#### [WHAT TO WORK ON]
Everything from the top of the data below through the line with "Target: dark neck" should be duplicated exactly, and nothing past it.

#### [DATA EXCERPTS]
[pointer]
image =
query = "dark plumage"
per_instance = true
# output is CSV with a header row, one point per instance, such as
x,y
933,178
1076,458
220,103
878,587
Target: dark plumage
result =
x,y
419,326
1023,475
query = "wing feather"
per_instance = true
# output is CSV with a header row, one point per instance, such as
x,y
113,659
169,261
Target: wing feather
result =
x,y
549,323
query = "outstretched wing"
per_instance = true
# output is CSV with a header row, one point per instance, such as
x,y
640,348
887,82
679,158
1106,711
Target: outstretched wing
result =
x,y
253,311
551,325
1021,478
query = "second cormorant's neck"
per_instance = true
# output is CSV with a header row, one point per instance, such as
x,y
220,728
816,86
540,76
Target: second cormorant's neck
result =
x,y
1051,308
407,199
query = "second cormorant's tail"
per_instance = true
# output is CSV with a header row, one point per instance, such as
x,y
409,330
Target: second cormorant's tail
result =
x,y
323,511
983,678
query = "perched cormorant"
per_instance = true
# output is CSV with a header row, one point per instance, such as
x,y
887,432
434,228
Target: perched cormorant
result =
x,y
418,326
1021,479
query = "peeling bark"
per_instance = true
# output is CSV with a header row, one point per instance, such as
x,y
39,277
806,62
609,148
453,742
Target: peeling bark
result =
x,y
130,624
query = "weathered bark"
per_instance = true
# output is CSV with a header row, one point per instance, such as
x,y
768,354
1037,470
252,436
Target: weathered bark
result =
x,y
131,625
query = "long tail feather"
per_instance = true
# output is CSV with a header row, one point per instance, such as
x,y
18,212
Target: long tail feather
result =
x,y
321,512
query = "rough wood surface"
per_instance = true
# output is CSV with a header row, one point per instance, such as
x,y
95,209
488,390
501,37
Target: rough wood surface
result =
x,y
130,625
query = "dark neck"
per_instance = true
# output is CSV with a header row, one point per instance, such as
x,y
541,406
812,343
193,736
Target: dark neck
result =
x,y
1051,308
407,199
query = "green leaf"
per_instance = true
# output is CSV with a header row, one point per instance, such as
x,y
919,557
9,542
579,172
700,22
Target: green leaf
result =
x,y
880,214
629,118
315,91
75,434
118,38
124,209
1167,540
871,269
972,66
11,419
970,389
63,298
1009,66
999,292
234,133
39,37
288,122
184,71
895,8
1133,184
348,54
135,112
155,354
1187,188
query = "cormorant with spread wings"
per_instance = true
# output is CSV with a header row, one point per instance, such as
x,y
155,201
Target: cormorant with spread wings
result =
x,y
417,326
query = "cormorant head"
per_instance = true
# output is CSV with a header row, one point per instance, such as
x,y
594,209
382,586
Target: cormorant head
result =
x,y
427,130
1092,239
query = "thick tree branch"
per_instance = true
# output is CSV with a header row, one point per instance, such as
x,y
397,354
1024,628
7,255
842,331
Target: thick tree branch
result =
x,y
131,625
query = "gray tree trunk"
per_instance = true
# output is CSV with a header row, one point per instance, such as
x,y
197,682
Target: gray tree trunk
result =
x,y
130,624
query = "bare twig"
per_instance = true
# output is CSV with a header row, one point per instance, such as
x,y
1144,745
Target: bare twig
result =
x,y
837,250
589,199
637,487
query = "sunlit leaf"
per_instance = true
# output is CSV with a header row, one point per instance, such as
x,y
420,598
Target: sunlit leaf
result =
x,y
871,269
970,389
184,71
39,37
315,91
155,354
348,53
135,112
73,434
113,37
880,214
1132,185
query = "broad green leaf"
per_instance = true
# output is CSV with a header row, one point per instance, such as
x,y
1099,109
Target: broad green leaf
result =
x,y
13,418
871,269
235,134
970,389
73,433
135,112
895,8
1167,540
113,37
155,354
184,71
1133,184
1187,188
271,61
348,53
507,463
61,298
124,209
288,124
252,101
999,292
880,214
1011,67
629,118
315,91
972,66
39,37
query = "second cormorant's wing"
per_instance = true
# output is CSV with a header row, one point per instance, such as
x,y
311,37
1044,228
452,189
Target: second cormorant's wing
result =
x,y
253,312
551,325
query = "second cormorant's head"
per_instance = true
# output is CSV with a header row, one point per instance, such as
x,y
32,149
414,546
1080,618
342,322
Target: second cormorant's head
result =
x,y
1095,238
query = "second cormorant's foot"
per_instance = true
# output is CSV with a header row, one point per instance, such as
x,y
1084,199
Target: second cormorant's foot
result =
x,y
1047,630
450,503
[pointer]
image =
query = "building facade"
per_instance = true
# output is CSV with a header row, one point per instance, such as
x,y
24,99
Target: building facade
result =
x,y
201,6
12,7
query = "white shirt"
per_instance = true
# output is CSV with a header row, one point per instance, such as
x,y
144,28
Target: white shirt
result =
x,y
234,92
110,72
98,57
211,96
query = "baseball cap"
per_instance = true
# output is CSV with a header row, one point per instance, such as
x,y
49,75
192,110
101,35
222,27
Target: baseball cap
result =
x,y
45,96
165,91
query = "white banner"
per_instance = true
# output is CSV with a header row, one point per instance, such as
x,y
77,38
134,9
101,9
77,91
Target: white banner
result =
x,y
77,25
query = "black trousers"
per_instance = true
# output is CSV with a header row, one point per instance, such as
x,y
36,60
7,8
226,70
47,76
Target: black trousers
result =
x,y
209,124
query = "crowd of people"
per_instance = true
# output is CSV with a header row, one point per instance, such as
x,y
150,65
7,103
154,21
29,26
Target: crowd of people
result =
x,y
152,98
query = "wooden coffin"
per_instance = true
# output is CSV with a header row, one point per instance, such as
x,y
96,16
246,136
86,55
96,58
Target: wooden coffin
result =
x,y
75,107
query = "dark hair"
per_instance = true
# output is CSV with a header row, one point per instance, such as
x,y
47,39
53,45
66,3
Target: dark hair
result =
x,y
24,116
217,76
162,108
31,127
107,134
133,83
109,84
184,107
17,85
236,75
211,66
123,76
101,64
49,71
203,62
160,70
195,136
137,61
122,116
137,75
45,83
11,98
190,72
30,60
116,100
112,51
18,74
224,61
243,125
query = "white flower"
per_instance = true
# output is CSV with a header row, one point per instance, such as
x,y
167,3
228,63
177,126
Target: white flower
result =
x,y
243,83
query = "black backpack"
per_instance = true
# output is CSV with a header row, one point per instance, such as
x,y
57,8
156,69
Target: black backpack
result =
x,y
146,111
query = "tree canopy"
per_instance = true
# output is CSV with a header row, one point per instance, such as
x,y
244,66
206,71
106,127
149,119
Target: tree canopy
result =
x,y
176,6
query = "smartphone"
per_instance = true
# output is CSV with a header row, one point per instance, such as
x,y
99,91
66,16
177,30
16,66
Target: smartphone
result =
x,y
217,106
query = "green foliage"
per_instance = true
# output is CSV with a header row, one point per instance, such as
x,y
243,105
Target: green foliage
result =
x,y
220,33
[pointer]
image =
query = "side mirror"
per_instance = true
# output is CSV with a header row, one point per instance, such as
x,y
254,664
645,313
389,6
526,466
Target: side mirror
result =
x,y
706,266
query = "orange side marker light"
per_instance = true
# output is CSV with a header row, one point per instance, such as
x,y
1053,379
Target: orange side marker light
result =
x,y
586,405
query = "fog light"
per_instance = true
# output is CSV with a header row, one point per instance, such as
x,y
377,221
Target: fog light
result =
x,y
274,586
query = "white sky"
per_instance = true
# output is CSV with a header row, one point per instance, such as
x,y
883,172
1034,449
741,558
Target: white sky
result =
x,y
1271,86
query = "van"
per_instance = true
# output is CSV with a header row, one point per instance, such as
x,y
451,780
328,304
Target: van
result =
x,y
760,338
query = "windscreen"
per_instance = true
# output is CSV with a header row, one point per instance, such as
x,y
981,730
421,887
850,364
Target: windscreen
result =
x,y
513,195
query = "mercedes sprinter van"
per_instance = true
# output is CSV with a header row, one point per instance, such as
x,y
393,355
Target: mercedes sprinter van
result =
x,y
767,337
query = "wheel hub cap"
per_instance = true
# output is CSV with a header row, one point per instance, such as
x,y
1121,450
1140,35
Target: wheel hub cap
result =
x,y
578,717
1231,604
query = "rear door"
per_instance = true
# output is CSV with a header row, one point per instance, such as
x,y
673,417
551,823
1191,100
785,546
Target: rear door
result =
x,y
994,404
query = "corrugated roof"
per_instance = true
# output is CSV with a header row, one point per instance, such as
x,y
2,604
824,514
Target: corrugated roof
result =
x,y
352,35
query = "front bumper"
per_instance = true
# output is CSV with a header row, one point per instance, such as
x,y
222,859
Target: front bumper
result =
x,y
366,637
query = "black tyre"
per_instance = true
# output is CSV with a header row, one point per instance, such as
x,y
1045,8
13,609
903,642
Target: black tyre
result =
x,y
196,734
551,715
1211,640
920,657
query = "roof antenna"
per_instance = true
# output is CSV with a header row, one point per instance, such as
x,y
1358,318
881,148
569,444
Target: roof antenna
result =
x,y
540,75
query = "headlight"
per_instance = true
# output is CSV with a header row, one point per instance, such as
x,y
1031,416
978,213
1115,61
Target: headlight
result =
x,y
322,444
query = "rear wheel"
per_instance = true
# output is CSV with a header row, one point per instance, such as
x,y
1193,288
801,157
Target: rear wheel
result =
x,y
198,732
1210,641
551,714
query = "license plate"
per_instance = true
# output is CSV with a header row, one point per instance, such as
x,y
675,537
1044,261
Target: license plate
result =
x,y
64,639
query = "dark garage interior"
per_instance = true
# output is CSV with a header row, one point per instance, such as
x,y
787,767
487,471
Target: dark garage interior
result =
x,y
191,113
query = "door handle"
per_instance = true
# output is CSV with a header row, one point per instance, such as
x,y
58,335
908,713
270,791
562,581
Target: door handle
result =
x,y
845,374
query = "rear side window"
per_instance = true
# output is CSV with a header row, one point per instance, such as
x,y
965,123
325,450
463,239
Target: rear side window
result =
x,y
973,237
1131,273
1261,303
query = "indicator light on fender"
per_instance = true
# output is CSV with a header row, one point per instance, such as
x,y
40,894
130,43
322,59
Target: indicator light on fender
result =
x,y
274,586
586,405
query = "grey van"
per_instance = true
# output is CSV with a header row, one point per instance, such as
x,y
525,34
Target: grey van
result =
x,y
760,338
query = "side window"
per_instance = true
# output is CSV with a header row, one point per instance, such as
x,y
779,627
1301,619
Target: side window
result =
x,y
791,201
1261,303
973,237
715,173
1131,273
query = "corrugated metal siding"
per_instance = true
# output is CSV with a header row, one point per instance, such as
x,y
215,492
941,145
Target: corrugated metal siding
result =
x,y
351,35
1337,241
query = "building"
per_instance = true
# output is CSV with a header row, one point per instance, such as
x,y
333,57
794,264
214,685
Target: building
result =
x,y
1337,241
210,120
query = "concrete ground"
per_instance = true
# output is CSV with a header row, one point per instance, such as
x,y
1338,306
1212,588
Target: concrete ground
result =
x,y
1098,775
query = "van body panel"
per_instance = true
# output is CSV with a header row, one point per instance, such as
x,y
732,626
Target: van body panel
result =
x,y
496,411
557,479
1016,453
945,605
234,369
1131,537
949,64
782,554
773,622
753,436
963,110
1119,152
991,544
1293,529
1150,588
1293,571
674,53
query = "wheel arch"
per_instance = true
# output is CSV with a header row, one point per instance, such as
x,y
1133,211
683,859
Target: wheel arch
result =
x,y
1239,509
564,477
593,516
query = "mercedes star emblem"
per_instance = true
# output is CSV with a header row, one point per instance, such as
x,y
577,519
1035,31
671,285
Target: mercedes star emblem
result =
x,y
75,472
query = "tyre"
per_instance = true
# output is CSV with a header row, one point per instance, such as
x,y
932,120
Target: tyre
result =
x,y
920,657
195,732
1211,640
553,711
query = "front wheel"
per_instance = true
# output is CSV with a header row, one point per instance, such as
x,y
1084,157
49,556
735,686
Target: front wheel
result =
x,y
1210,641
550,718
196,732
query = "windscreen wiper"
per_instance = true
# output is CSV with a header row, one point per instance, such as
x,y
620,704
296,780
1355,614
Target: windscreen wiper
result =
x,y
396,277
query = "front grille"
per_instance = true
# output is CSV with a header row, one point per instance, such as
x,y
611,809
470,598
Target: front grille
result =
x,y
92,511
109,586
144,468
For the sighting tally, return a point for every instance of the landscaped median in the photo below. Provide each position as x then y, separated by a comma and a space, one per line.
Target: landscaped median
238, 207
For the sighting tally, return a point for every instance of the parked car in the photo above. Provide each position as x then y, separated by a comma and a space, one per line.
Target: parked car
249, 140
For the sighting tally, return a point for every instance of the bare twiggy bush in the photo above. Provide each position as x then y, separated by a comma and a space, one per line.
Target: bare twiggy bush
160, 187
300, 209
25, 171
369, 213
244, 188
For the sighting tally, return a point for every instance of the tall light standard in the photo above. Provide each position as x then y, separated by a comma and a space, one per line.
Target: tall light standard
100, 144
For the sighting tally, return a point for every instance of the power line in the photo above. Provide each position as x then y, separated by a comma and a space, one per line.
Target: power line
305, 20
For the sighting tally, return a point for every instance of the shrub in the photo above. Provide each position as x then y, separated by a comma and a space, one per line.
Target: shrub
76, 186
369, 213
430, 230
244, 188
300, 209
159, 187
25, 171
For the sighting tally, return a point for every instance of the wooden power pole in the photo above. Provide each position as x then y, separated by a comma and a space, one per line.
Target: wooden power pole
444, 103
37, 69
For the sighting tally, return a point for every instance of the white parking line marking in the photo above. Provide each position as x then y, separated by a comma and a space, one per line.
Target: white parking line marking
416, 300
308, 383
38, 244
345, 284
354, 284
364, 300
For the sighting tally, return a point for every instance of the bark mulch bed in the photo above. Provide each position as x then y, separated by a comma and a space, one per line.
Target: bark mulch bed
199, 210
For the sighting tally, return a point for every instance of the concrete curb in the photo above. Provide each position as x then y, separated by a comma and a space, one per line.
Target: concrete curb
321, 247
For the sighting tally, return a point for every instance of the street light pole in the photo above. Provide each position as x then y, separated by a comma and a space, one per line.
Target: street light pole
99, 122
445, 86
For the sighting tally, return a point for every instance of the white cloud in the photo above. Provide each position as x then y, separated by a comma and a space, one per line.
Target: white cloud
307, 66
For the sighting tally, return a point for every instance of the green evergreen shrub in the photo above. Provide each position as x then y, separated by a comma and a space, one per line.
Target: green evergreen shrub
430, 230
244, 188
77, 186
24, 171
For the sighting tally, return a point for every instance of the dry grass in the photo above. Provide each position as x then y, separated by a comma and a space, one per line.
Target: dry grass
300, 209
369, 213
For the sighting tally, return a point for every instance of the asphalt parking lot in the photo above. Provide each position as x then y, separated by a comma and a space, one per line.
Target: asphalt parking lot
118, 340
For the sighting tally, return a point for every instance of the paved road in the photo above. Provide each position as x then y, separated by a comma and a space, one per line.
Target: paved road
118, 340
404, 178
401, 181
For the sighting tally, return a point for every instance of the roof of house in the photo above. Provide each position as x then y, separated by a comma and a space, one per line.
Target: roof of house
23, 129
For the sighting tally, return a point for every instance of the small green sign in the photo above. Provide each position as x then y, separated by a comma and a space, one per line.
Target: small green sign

#### [ANSWER FOR THE TASK]
[pointer]
image =
query = "dark plumage"
per_instance = true
# output is CSV with a header row, one point per instance, such as
x,y
933,178
1076,458
220,103
878,587
Target: dark plumage
result =
x,y
419,326
1023,475
query = "wing feather"
per_instance = true
# output is CSV with a header row, one point per instance, such as
x,y
113,659
169,261
Target: wing feather
result =
x,y
549,323
query = "outstretched wing"
per_instance = true
# output is CSV with a header row, one point per instance, such as
x,y
640,348
887,82
679,158
1106,711
Target: outstretched wing
result =
x,y
253,311
551,325
1021,478
query = "second cormorant's neck"
per_instance = true
# output is CSV with a header row, one point per instance, such as
x,y
220,728
816,86
540,76
Target: second cormorant's neck
result =
x,y
1051,308
407,199
query = "second cormorant's tail"
per_instance = true
# output is CSV with a header row, one point per instance, such as
x,y
409,330
Target: second cormorant's tail
result =
x,y
323,511
983,678
query = "perched cormorant"
per_instance = true
# output is CSV with a header row, one point per instance, such as
x,y
887,432
434,228
Target: perched cormorant
result =
x,y
418,326
1021,479
query = "peeling bark"
per_instance = true
# output is CSV with a header row, one point per instance, such as
x,y
39,277
806,62
609,148
453,742
Target: peeling bark
result =
x,y
130,624
query = "weathered bark"
per_instance = true
# output is CSV with a header row, one point per instance, such as
x,y
768,354
1037,470
252,436
Target: weathered bark
result =
x,y
131,625
query = "long tail feather"
per_instance = true
# output is CSV with a header row, one point per instance, such as
x,y
18,212
Target: long tail feather
result =
x,y
321,512
query = "rough wood surface"
per_instance = true
# output is CSV with a header row, one point per instance, such as
x,y
95,209
488,390
501,37
Target: rough wood surface
result =
x,y
130,625
query = "dark neck"
per_instance = true
# output is CSV with a header row, one point per instance, such as
x,y
541,406
812,343
193,736
Target: dark neck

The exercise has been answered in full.